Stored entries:
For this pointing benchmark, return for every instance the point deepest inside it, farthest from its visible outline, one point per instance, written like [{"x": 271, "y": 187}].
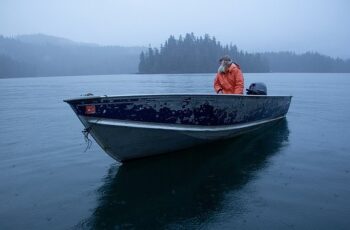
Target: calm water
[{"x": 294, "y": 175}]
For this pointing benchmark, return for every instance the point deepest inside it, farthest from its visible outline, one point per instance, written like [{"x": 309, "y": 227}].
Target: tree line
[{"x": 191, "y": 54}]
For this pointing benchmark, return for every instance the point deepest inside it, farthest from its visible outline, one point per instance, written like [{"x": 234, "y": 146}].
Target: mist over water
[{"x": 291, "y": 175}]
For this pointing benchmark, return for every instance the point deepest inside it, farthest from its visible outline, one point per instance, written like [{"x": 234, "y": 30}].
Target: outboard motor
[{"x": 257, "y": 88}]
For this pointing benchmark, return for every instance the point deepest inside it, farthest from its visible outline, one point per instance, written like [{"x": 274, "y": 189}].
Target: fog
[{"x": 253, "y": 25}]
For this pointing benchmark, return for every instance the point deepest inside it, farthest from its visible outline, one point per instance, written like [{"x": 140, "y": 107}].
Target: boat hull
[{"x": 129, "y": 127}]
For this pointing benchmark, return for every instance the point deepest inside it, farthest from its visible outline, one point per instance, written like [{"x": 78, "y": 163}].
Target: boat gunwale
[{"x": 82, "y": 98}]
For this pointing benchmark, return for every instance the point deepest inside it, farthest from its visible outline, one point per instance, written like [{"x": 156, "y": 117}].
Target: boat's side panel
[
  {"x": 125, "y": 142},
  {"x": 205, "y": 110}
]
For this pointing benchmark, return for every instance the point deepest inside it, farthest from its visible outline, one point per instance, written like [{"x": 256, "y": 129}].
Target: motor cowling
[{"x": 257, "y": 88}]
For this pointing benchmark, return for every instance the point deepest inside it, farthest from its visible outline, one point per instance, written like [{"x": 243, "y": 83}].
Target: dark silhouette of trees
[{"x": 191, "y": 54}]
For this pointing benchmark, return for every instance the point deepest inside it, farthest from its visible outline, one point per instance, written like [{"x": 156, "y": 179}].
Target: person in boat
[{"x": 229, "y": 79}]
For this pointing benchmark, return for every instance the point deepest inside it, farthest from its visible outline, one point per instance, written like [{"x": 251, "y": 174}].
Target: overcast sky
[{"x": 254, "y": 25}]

#### WHAT IS NEEDED
Gather every line of the records that contains the word "water".

#### EXERCISE RESPONSE
Target: calm water
Target: mist over water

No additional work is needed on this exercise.